## [SELECTION]
* Begin *
And, of course, this whole thought process happens within a split second in her mind, and she automatically dismisses the idea, because she simply cannot deal with that yet. It's just all too much for her emotionally; it's not even a possibility. So she eliminates the idea all together.



BRENNAN: Are you a student here?
BOOTH: Special Agent Seeley Booth from the FBI.
BRENNAN: I'm Doctor Temperance Brennan from the Jeffersonian Institution.
BOOTH: Do you believe in fate?
BRENNAN: Absolutely not. Ludicrous.
(Cut to: Present Day. FBI Headquarters - Sweets Office.)
BRENNAN: I still don't.
BOOTH: And I still do.



Oh hey, here's Booth's evidence that he's “that guy”. Right from the start, literally the first thing he says to her after he introduces himself is about fate. Implying that fate brought them together.



Right from the start, he knew.



SWEETS: And you didn't argue, even though he withheld information and tested you.
BRENNAN: Well, my abilities were outside of his experience.
SWEETS: He called evidence "crap" and she basically called you stupid.
BRENNAN: We were feeling each other up, like, uh, a Honeymoon period.
BOOTH: Out. We were feeling each other out.



I don't know if it's just me, but whenever I watch the scene before this one, I feel weird, because we're so used to seeing them argue at the slightest thing, and so for them NOT to argue after he calls evidence “crap” and she calls him stupid, it's a shock to the senses.



It makes sense, though. They really don't know each other yet. Even Bones isn't going to verbally attack a guy she doesn't really know who she's going to be working with. Like was said, they were feeling each other out.



BOOTH: I brought in Gemma's baseball playing boyfriend for questioning for murder but I know he didn't do it.
BRENNAN: Well, how do you know?
BOOTH: why? Because the killer's Judge Hasty.
BRENNAN: Well, feeling isn't knowing. When you know something, you can argue fact not merely make unsupportable claims in a passionate tone.
* End *
## [Recorded data]
* Begin *
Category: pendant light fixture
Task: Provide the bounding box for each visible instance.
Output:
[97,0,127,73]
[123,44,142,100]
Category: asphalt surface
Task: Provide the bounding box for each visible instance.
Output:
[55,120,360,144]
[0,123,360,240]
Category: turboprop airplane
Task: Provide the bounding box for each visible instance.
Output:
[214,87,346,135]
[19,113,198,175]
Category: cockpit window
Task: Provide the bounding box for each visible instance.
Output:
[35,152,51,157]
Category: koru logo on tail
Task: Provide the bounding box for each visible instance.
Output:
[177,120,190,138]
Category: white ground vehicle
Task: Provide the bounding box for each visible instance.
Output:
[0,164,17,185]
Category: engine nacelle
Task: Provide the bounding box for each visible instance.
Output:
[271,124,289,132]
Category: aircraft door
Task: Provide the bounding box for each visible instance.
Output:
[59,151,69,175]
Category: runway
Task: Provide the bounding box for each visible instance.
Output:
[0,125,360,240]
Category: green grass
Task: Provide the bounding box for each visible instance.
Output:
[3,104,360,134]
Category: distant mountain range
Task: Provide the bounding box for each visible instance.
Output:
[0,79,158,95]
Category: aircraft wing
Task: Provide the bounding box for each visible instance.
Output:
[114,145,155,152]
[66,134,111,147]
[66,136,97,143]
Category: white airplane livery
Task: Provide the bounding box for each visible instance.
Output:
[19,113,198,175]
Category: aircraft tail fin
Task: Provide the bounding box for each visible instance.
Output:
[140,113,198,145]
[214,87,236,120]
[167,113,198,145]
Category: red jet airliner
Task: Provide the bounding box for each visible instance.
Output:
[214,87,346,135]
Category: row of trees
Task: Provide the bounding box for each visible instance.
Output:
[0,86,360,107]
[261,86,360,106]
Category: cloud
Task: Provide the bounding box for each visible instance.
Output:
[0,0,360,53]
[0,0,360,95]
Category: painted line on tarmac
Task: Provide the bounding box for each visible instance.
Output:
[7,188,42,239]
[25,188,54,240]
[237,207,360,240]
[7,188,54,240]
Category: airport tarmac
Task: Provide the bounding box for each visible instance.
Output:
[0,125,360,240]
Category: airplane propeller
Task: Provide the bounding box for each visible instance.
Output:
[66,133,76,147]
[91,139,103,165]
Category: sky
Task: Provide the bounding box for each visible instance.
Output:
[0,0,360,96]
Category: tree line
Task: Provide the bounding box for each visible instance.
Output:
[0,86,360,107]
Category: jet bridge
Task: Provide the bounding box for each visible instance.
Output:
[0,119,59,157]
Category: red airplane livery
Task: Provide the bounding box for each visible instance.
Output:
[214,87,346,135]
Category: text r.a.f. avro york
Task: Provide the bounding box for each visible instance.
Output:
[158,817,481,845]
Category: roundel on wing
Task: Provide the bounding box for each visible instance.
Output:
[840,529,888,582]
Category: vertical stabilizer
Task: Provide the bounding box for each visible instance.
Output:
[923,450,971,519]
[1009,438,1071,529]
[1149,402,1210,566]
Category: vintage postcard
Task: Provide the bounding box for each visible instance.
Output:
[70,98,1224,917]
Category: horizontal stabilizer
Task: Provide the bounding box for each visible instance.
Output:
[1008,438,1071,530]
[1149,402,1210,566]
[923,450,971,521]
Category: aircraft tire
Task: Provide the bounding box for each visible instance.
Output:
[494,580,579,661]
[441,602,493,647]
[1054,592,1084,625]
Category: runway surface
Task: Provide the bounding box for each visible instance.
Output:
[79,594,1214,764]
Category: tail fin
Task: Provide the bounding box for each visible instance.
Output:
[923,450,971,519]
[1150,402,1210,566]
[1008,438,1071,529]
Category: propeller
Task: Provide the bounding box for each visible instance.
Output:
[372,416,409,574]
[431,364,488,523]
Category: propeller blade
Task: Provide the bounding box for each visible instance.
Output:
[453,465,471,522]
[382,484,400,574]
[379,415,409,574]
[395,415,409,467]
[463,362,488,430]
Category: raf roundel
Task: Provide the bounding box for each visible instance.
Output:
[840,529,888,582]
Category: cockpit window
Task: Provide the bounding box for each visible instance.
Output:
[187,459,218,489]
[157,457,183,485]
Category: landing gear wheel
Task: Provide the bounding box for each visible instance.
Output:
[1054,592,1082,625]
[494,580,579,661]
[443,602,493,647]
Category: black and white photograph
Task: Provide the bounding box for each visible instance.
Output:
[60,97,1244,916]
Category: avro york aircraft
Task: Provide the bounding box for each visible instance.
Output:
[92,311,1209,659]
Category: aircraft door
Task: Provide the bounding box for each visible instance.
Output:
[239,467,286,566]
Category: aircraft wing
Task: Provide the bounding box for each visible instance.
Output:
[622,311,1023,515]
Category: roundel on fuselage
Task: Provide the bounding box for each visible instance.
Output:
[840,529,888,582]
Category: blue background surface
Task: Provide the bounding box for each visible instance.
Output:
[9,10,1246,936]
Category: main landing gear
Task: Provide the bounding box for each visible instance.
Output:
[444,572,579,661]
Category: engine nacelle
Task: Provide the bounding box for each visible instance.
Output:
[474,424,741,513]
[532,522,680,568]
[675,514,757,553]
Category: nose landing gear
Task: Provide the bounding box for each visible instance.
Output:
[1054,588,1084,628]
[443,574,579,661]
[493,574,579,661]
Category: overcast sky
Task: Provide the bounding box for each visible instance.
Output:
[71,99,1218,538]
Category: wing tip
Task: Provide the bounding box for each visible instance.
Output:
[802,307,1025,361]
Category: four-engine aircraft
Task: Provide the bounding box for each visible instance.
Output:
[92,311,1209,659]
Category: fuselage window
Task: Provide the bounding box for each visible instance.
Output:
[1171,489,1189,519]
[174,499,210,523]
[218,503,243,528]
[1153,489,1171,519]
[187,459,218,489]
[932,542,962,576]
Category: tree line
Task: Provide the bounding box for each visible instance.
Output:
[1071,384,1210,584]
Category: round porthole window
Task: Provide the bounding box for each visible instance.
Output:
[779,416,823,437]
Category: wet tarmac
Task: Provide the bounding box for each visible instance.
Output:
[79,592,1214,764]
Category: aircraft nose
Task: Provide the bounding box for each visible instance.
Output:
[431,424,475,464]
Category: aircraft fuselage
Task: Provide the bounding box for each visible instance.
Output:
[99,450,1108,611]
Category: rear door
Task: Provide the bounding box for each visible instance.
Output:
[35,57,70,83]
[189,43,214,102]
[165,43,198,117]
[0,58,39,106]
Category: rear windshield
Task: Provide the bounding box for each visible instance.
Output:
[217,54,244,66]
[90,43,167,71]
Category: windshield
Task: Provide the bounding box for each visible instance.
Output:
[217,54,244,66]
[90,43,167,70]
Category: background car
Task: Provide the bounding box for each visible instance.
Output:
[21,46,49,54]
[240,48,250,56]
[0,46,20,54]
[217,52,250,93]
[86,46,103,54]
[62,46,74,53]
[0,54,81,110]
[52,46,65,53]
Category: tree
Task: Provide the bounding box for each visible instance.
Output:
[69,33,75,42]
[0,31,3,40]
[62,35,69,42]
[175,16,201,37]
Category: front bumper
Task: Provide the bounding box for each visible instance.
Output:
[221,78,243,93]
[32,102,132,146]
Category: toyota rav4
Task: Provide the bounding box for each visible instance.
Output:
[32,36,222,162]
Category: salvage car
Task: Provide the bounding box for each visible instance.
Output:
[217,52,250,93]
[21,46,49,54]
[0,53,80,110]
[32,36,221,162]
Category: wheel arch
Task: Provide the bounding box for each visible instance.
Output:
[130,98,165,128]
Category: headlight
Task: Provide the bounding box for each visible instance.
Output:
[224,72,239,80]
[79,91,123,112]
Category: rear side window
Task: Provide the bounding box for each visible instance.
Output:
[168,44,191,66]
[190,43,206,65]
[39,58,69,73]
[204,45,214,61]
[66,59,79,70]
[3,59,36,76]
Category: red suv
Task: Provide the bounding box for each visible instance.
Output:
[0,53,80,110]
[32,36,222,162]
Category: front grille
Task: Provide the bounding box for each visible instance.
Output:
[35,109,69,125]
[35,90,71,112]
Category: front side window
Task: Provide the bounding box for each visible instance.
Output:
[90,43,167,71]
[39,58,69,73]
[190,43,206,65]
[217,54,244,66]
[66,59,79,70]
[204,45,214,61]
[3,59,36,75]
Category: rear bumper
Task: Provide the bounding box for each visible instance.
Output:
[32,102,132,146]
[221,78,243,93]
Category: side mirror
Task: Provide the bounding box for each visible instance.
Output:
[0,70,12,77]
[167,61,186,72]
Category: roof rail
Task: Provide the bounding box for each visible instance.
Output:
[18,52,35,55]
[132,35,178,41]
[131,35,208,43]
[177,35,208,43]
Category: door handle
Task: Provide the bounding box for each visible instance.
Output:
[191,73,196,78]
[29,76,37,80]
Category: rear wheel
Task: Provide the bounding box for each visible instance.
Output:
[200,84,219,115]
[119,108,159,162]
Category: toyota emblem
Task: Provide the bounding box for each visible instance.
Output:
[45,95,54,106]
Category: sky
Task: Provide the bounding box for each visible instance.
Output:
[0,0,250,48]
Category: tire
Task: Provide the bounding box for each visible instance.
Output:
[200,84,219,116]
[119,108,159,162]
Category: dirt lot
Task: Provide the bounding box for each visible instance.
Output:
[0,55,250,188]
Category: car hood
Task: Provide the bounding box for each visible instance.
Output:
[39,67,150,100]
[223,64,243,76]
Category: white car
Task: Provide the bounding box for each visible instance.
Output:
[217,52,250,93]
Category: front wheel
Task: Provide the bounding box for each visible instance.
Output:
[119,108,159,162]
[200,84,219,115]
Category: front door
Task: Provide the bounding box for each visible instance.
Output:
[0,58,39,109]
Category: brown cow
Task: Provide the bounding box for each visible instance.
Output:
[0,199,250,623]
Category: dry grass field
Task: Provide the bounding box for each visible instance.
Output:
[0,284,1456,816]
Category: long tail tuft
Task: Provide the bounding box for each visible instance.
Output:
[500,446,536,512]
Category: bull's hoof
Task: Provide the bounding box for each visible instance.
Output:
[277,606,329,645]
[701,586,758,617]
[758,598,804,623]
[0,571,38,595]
* End *
## [PROMPT]
Repeat word for word the passage of the commentary on Booth and Brennan, starting at "BRENNAN: We were" and ending at "they were feeling each other out.". The records were taken from a separate source and are unrelated to the text above.

## [EXERCISE SOLUTION]
BRENNAN: We were feeling each other up, like, uh, a Honeymoon period.
BOOTH: Out. We were feeling each other out.



I don't know if it's just me, but whenever I watch the scene before this one, I feel weird, because we're so used to seeing them argue at the slightest thing, and so for them NOT to argue after he calls evidence “crap” and she calls him stupid, it's a shock to the senses.



It makes sense, though. They really don't know each other yet. Even Bones isn't going to verbally attack a guy she doesn't really know who she's going to be working with. Like was said, they were feeling each other out.